§ **Your objective**:
Every record needs to be restated word for word.

§ **Source records**:
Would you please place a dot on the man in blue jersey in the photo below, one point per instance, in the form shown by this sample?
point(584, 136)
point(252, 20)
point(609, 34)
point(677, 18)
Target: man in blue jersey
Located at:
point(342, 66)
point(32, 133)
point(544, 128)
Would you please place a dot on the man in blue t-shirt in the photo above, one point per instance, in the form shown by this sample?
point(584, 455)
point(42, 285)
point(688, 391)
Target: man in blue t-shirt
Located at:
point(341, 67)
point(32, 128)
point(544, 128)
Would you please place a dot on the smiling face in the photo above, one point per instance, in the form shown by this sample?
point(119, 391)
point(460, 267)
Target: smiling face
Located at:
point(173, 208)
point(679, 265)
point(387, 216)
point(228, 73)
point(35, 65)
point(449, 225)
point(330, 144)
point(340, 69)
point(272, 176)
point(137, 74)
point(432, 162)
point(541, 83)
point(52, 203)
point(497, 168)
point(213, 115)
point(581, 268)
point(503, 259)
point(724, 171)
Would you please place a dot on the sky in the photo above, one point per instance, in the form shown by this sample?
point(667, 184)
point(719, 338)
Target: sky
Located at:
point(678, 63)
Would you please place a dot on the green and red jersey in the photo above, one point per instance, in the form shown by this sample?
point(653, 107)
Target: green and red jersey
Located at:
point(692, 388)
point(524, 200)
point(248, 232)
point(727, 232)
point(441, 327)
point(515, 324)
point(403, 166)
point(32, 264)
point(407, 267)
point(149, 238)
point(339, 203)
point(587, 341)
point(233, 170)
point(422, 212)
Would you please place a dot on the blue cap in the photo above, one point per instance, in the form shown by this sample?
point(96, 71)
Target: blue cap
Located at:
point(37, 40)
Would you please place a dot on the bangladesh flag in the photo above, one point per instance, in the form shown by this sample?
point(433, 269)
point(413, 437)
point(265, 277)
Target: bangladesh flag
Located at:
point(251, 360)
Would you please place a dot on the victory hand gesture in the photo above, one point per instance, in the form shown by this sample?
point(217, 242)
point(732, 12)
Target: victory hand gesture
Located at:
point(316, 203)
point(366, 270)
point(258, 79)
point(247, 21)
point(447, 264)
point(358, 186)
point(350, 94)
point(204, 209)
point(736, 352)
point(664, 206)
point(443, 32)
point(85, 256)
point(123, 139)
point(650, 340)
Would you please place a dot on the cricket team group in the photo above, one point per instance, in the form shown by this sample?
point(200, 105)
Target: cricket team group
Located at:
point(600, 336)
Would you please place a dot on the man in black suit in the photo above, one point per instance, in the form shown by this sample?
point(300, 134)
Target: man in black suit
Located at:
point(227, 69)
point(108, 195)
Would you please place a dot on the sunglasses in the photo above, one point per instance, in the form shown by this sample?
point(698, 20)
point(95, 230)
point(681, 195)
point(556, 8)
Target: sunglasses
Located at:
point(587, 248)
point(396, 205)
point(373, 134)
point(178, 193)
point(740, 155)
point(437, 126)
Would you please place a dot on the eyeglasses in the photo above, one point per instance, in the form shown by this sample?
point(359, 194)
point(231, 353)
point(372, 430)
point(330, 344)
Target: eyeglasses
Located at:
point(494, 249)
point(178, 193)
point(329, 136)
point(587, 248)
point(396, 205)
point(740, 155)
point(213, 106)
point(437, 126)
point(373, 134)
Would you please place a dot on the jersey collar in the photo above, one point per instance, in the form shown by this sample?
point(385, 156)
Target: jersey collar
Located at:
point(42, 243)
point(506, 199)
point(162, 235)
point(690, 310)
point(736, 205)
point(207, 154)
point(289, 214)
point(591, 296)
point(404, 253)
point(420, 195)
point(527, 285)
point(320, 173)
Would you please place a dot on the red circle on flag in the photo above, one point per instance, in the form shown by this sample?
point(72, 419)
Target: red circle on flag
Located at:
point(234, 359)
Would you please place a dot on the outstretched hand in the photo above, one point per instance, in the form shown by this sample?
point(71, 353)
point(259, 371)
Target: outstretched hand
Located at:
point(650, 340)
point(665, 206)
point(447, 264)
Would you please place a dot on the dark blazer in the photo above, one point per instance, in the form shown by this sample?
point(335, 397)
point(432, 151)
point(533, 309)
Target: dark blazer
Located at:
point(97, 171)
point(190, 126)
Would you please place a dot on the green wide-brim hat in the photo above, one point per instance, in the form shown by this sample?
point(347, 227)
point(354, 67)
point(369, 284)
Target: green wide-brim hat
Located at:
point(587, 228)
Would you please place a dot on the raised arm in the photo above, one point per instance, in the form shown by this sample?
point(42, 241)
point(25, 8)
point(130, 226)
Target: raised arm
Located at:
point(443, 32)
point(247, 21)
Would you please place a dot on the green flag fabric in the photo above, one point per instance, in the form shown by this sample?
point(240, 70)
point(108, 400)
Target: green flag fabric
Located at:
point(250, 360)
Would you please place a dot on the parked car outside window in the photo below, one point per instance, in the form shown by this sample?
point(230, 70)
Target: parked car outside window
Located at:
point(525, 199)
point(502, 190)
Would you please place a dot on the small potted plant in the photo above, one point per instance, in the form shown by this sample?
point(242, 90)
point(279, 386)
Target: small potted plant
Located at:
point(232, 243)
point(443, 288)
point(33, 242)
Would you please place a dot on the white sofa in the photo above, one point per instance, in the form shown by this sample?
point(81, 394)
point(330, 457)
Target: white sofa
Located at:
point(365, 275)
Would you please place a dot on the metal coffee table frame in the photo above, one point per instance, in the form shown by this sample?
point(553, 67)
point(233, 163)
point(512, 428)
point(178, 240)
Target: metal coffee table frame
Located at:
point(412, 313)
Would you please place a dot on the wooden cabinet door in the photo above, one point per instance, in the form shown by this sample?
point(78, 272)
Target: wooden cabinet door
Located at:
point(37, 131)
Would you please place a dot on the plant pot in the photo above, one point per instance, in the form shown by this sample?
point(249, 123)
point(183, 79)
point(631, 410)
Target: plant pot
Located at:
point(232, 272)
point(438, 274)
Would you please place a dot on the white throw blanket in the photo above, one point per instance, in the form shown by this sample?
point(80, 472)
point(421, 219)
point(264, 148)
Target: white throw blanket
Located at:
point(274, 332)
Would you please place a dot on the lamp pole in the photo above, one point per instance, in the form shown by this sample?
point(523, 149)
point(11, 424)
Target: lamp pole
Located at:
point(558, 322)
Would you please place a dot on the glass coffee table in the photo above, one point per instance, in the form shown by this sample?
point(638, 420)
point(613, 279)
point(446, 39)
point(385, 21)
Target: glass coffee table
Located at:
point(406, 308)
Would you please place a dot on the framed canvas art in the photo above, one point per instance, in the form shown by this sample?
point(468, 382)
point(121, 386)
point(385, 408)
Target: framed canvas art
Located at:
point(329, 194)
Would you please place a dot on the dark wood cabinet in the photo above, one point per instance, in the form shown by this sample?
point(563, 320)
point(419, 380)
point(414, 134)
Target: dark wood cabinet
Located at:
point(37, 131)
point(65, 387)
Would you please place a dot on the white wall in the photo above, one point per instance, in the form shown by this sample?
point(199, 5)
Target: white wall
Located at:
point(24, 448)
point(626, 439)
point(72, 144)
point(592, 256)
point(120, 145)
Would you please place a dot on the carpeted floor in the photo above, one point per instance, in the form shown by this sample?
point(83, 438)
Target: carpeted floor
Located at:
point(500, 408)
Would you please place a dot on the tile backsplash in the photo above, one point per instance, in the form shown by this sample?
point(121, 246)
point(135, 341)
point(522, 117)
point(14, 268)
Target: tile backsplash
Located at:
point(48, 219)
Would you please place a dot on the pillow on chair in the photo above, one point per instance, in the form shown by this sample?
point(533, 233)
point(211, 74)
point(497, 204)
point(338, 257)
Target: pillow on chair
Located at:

§ **Task output**:
Would you please place a dot on the man in blue jersey in the photo below, one point per instance, in the form shown by this sample?
point(584, 136)
point(252, 20)
point(609, 34)
point(677, 18)
Target: man in blue jersey
Located at:
point(342, 66)
point(32, 133)
point(544, 128)
Would you please place a dot on the man in blue t-shirt in the photo above, one point per instance, in the form shown by this sample?
point(584, 455)
point(42, 285)
point(688, 391)
Target: man in blue t-shirt
Located at:
point(341, 67)
point(32, 128)
point(544, 128)
Would you please place a dot on the smiling face in the photo above, one point per instance, in the form shown by this sample?
point(119, 391)
point(460, 267)
Target: smiling face
Located at:
point(173, 208)
point(679, 265)
point(387, 216)
point(228, 73)
point(35, 65)
point(449, 225)
point(330, 144)
point(340, 69)
point(272, 176)
point(137, 74)
point(432, 162)
point(541, 83)
point(52, 203)
point(497, 168)
point(213, 115)
point(581, 268)
point(503, 259)
point(724, 171)
Would you please place a dot on the sky in the photo above, one point per instance, in the form shown by this sample?
point(667, 184)
point(719, 338)
Target: sky
Located at:
point(678, 63)
Would you please place a dot on the green and red jersey in the photo above, one point per instance, in the form shown by this sample?
point(653, 107)
Target: green and red jersey
Located at:
point(692, 388)
point(524, 200)
point(248, 232)
point(727, 232)
point(441, 327)
point(515, 324)
point(403, 166)
point(32, 264)
point(407, 267)
point(149, 238)
point(339, 203)
point(587, 341)
point(233, 170)
point(422, 212)
Would you please place a dot on the blue cap in the photo above, one point per instance, in the form shown by this sample?
point(96, 71)
Target: blue cap
Located at:
point(37, 40)
Would you please place a dot on the bangladesh flag in the photo above, one point per instance, in the form shown by this sample?
point(433, 269)
point(413, 437)
point(265, 277)
Target: bangladesh flag
Located at:
point(251, 360)
Would you please place a dot on the victory hand gesture in the photo above, one point per instance, in the form shown by this sample?
point(217, 242)
point(732, 12)
Target: victory hand gesture
Located at:
point(316, 203)
point(366, 270)
point(258, 79)
point(247, 21)
point(447, 264)
point(358, 186)
point(350, 94)
point(204, 209)
point(736, 352)
point(664, 206)
point(443, 32)
point(85, 256)
point(123, 139)
point(650, 340)
Would you please place a dot on the cricket team group in the photo above, one point per instance, in the form shown by this sample?
point(200, 105)
Target: cricket team group
Located at:
point(600, 336)
Would you please place a dot on the man in black suit in the photo above, one point per instance, in the form shown by this sample?
point(300, 134)
Target: man in black suit
Located at:
point(227, 69)
point(108, 195)
Would you please place a dot on the sunglasses in the photo above, one point per instance, in the form shown by this sample?
point(698, 20)
point(95, 230)
point(681, 195)
point(556, 8)
Target: sunglasses
Located at:
point(587, 248)
point(396, 205)
point(373, 134)
point(178, 193)
point(740, 155)
point(437, 126)
Would you please place a dot on the eyeglasses in the photo above, one point per instance, in the form shown by this sample?
point(359, 194)
point(231, 353)
point(372, 430)
point(330, 344)
Target: eyeglasses
Located at:
point(494, 249)
point(178, 193)
point(329, 136)
point(587, 248)
point(396, 205)
point(740, 155)
point(213, 106)
point(437, 126)
point(373, 134)
Would you please place a dot on the jersey collar in the photo above, one point per instance, in the form shown by this sample?
point(385, 156)
Target: jersey collar
Located at:
point(42, 243)
point(506, 199)
point(162, 235)
point(690, 310)
point(736, 205)
point(207, 154)
point(289, 214)
point(591, 296)
point(404, 253)
point(420, 195)
point(527, 285)
point(320, 173)
Would you please place a dot on the red circle on flag in the photo above, one point per instance, in the form shown by this sample?
point(72, 419)
Target: red circle on flag
Located at:
point(234, 359)
Would you please place a dot on the outstretched hand in the photo above, one point per instance, in the form shown by this sample?
point(71, 353)
point(259, 371)
Target: outstretched hand
Located at:
point(650, 340)
point(665, 206)
point(447, 264)
Would you please place a dot on the dark blazer in the photo above, one point per instance, in the form shown by this sample?
point(335, 397)
point(432, 151)
point(533, 309)
Target: dark blazer
Located at:
point(97, 171)
point(190, 126)
Would you please place a dot on the green wide-brim hat in the photo above, one point per instance, in the form shown by this sample?
point(347, 227)
point(354, 67)
point(369, 284)
Target: green wide-brim hat
Located at:
point(587, 228)
Would you please place a dot on the raised arm in the photo above, one point per instance, in the form shown by this sample?
point(42, 241)
point(25, 8)
point(130, 226)
Target: raised arm
Located at:
point(443, 32)
point(247, 21)
Would you please place a dot on the green flag fabric in the photo above, one point per instance, in the form shown by this sample?
point(240, 70)
point(108, 400)
Target: green flag fabric
Located at:
point(250, 360)
Would you please place a dot on the parked car outside window in the photo below, one point per instance, in the form shown by this sample?
point(230, 70)
Target: parked car outside window
Located at:
point(525, 199)
point(502, 190)
Would you please place a dot on the small potted plant in the photo above, one point per instance, in the form shown by this sample?
point(242, 90)
point(279, 386)
Target: small potted plant
Located at:
point(232, 243)
point(443, 288)
point(33, 242)
Would you please place a dot on the white sofa in the photo above, one point per instance, in the form shown by this sample?
point(81, 394)
point(330, 457)
Target: white sofa
Located at:
point(365, 275)
Would you please place a dot on the metal coffee table frame in the photo above, one point per instance, in the form shown by this sample?
point(553, 67)
point(233, 163)
point(512, 428)
point(178, 240)
Target: metal coffee table frame
Located at:
point(412, 313)
Would you please place a dot on the wooden cabinet door in the photo above, one point per instance, in the form shown by this sample?
point(78, 272)
Target: wooden cabinet door
Located at:
point(37, 131)
Would you please place a dot on the plant pot in the photo above, one point per instance, in the form shown by this sample?
point(249, 123)
point(183, 79)
point(631, 410)
Target: plant pot
Located at:
point(232, 272)
point(438, 274)
Would you please place a dot on the white throw blanket in the photo above, one point per instance, in the form shown by this sample?
point(80, 472)
point(421, 219)
point(264, 148)
Target: white throw blanket
Located at:
point(274, 332)
Would you please place a dot on the lamp pole in the photo above, one point per instance, in the form shown by this sample?
point(523, 149)
point(11, 424)
Target: lamp pole
Located at:
point(558, 322)
Would you please place a dot on the glass coffee table in the photo above, one point per instance, in the form shown by this sample?
point(638, 420)
point(613, 279)
point(446, 39)
point(385, 21)
Target: glass coffee table
Located at:
point(406, 308)
Would you please place a dot on the framed canvas art in the photo above, one point per instance, in the form shown by this sample?
point(468, 382)
point(121, 386)
point(385, 408)
Target: framed canvas art
Located at:
point(329, 194)
Would you please place a dot on the dark wood cabinet in the photo above, one point per instance, in the form shown by this sample?
point(563, 320)
point(419, 380)
point(414, 134)
Target: dark wood cabinet
Located at:
point(37, 131)
point(65, 387)
Would you please place a dot on the white wall in the photo above, one point per instance, in the form shown by this sample?
point(199, 5)
Target: white wall
Located at:
point(24, 448)
point(626, 439)
point(72, 144)
point(592, 256)
point(120, 145)
Would you please place a dot on the carpeted floor in the photo above, one point per instance, in the form shown by this sample?
point(83, 438)
Target: carpeted floor
Located at:
point(500, 408)
Would you please place a dot on the tile backsplash in the photo above, one point per instance, in the form shown by this sample?
point(121, 246)
point(135, 341)
point(522, 117)
point(14, 268)
Target: tile backsplash
Located at:
point(48, 219)
Would you please place a dot on the pillow on chair in the photo above, one point per instance, in the form shown by this sample?
point(533, 233)
point(211, 74)
point(497, 204)
point(338, 257)
Target: pillow on chair
Located at:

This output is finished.